WHAT NEEDS TO BE DONE
Return each record shown below exactly, with none omitted.

-=-=-

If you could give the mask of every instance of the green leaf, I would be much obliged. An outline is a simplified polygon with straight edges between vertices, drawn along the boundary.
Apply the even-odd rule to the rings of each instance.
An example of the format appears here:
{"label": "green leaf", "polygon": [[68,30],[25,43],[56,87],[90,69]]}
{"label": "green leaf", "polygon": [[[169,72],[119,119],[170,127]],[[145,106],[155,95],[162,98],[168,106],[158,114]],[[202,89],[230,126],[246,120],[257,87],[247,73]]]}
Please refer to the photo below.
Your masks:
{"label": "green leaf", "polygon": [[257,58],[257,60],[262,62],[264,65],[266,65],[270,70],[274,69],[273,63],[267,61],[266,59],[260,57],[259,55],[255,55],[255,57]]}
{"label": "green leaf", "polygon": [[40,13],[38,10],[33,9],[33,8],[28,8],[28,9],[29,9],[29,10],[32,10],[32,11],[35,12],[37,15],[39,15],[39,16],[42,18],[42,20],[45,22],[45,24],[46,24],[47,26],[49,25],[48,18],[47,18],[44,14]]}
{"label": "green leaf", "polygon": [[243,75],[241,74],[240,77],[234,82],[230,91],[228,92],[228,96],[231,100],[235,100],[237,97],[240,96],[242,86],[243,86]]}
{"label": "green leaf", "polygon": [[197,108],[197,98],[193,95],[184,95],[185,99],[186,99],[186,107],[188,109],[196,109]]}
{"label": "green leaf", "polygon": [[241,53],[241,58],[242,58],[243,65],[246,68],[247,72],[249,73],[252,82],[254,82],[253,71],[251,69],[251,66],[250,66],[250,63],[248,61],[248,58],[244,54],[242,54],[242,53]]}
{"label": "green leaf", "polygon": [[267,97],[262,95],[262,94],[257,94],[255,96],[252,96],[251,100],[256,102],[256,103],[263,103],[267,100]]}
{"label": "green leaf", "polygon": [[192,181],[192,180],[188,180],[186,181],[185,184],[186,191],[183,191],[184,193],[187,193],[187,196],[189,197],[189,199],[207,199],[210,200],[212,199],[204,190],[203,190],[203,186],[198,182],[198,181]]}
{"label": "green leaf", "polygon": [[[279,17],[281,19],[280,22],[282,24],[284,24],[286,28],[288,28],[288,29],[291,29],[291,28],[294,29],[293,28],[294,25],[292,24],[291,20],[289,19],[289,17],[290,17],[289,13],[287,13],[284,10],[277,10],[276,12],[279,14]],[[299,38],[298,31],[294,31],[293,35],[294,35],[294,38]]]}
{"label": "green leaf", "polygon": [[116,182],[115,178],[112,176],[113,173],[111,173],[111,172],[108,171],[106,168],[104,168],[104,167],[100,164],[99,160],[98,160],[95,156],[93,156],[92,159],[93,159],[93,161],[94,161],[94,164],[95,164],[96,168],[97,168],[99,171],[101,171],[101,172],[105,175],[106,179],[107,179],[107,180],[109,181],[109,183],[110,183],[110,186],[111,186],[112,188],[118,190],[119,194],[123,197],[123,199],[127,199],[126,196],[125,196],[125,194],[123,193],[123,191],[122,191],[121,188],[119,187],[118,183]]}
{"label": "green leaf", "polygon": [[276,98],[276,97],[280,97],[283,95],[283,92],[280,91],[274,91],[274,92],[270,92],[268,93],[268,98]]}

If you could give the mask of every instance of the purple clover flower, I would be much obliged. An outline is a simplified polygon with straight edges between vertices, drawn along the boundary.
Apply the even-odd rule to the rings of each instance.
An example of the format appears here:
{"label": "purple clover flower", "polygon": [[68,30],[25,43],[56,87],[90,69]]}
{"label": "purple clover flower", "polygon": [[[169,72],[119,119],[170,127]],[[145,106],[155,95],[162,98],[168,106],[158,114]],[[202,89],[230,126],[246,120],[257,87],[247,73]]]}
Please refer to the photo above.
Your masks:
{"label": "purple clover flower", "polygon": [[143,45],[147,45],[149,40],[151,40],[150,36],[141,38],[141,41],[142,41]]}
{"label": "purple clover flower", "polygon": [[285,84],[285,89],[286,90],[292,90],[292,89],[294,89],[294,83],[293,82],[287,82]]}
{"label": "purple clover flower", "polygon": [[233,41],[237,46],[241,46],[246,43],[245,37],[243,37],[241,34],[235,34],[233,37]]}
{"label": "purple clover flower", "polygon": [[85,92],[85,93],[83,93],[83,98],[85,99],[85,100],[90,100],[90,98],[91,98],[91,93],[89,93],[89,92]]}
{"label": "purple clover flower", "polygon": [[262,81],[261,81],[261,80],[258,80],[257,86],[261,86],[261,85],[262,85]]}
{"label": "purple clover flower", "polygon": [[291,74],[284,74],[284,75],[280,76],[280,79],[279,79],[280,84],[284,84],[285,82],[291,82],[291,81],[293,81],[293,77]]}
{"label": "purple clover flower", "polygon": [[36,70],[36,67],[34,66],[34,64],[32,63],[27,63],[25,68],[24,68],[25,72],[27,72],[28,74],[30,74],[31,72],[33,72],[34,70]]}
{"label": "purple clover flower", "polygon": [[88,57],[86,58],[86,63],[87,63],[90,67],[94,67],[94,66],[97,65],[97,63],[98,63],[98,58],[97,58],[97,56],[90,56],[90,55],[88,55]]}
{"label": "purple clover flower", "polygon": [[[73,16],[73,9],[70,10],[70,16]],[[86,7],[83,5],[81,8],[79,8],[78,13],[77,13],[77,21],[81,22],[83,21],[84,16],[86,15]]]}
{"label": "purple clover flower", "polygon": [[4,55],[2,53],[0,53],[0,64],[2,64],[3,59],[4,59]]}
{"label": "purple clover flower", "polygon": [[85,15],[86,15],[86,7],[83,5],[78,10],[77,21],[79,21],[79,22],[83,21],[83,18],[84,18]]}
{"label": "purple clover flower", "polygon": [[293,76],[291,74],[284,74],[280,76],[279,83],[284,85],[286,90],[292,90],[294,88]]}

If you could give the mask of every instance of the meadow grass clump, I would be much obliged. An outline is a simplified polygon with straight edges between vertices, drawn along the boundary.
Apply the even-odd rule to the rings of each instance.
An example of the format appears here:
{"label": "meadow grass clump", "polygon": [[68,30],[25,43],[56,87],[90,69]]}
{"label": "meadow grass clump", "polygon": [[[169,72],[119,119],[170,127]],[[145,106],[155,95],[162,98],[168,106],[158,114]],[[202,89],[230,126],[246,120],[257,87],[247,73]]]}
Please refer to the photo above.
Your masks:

-=-=-

TASK OUTPUT
If you could give the mask of every instance of the green leaf, I would be much obliged. An outline is a simplified polygon with straight edges between vertices, drawn along the boundary.
Apply the even-odd rule to the rings of each instance.
An example of the format appears here:
{"label": "green leaf", "polygon": [[68,30],[25,43],[56,87],[90,69]]}
{"label": "green leaf", "polygon": [[[169,72],[119,119],[170,127]],[[145,106],[155,95],[162,98],[168,106],[158,114]],[[202,89],[230,126],[246,120],[257,87],[247,73]]]}
Please refer to the photo below.
Your masks:
{"label": "green leaf", "polygon": [[257,58],[257,60],[262,62],[264,65],[266,65],[270,70],[274,69],[273,63],[267,61],[266,59],[260,57],[259,55],[255,55],[255,57]]}
{"label": "green leaf", "polygon": [[40,13],[38,10],[33,9],[33,8],[28,8],[28,9],[29,9],[29,10],[32,10],[32,11],[35,12],[37,15],[39,15],[39,16],[42,18],[42,20],[45,22],[45,24],[46,24],[47,26],[49,25],[48,18],[47,18],[44,14]]}
{"label": "green leaf", "polygon": [[243,75],[241,74],[240,77],[234,82],[230,91],[228,92],[228,96],[231,100],[235,100],[237,97],[240,96],[242,86],[243,86]]}
{"label": "green leaf", "polygon": [[197,108],[197,98],[193,95],[184,95],[185,99],[186,99],[186,107],[188,109],[196,109]]}
{"label": "green leaf", "polygon": [[241,53],[241,58],[242,58],[243,65],[246,68],[247,72],[249,73],[252,82],[254,82],[253,71],[251,69],[251,66],[250,66],[250,63],[248,61],[248,58],[244,54],[242,54],[242,53]]}
{"label": "green leaf", "polygon": [[267,97],[262,95],[262,94],[257,94],[255,96],[252,96],[251,100],[256,102],[256,103],[263,103],[267,100]]}
{"label": "green leaf", "polygon": [[192,181],[192,180],[188,180],[186,181],[185,184],[186,191],[183,191],[184,193],[187,193],[187,196],[189,197],[189,199],[207,199],[210,200],[212,199],[204,190],[203,190],[203,186],[198,182],[198,181]]}
{"label": "green leaf", "polygon": [[[279,17],[281,19],[280,22],[282,24],[284,24],[286,28],[288,28],[288,29],[291,29],[291,28],[294,29],[293,28],[294,25],[292,24],[291,20],[289,19],[289,17],[290,17],[289,13],[287,13],[284,10],[277,10],[276,12],[279,14]],[[299,38],[298,31],[294,31],[293,35],[294,35],[294,38]]]}
{"label": "green leaf", "polygon": [[116,182],[115,178],[112,176],[113,173],[111,173],[111,172],[108,171],[106,168],[104,168],[104,167],[100,164],[99,160],[98,160],[95,156],[93,156],[92,159],[93,159],[93,161],[94,161],[94,164],[95,164],[96,168],[97,168],[99,171],[101,171],[101,172],[105,175],[106,179],[107,179],[107,180],[109,181],[109,183],[110,183],[110,186],[111,186],[112,188],[118,190],[119,194],[123,197],[123,199],[127,199],[126,196],[125,196],[125,194],[123,193],[123,191],[122,191],[121,188],[119,187],[118,183]]}
{"label": "green leaf", "polygon": [[276,98],[276,97],[280,97],[283,95],[283,92],[280,91],[274,91],[274,92],[270,92],[268,93],[268,98]]}

If you could give the mask of every instance of the purple clover flower, I would be much obliged. An outline is a simplified polygon with straight edges between vertices, drawn along the boundary.
Apply the even-odd rule to the rings of each instance.
An example of the format appears here:
{"label": "purple clover flower", "polygon": [[68,30],[25,43],[56,87],[90,69]]}
{"label": "purple clover flower", "polygon": [[[169,72],[119,119],[170,127]],[[145,106],[155,95],[162,98],[168,106],[158,114]],[[202,89],[230,126],[246,120],[257,87],[247,73]]]}
Please refer to the photo above.
Your masks:
{"label": "purple clover flower", "polygon": [[143,45],[147,45],[149,40],[151,40],[150,36],[141,38],[141,41],[142,41]]}
{"label": "purple clover flower", "polygon": [[285,84],[285,89],[286,90],[292,90],[292,89],[294,89],[294,83],[293,82],[287,82]]}
{"label": "purple clover flower", "polygon": [[233,41],[237,46],[241,46],[246,43],[245,37],[243,37],[241,34],[235,34],[233,37]]}
{"label": "purple clover flower", "polygon": [[85,92],[85,93],[83,93],[83,98],[85,99],[85,100],[90,100],[90,98],[91,98],[91,93],[89,93],[89,92]]}
{"label": "purple clover flower", "polygon": [[262,81],[261,81],[261,80],[258,80],[257,86],[261,86],[261,85],[262,85]]}
{"label": "purple clover flower", "polygon": [[291,74],[284,74],[284,75],[280,76],[280,79],[279,79],[280,84],[284,84],[285,82],[291,82],[291,81],[293,81],[293,77]]}
{"label": "purple clover flower", "polygon": [[36,70],[36,67],[34,66],[34,64],[32,63],[27,63],[25,68],[24,68],[25,72],[27,72],[28,74],[30,74],[31,72],[33,72],[34,70]]}
{"label": "purple clover flower", "polygon": [[88,57],[86,58],[86,63],[87,63],[90,67],[94,67],[94,66],[97,65],[97,63],[98,63],[98,58],[97,58],[97,56],[90,56],[90,55],[88,55]]}
{"label": "purple clover flower", "polygon": [[[73,16],[73,9],[70,10],[70,16]],[[86,7],[83,5],[81,8],[79,8],[78,13],[77,13],[77,21],[81,22],[83,21],[84,16],[86,15]]]}
{"label": "purple clover flower", "polygon": [[4,55],[2,53],[0,53],[0,64],[2,64],[3,59],[4,59]]}
{"label": "purple clover flower", "polygon": [[85,15],[86,15],[86,7],[83,5],[78,10],[77,21],[79,21],[79,22],[83,21],[83,18],[84,18]]}
{"label": "purple clover flower", "polygon": [[293,76],[291,74],[284,74],[280,76],[279,83],[284,85],[286,90],[292,90],[294,88]]}

If you could give the mask of every instance of the meadow grass clump, I would be much obliged. An outline is a simplified polygon with straight edges between vertices, drawn along the boundary.
Apply the even-odd rule to the rings of each instance.
An example of the format appears here:
{"label": "meadow grass clump", "polygon": [[68,30],[25,43],[56,87],[90,69]]}
{"label": "meadow grass clump", "polygon": [[[169,72],[119,119],[170,127]],[[145,106],[155,95],[162,98],[168,106],[158,114]],[[202,89],[230,126],[246,120],[257,87],[247,73]]]}
Please refer to the photo above.
Your masks:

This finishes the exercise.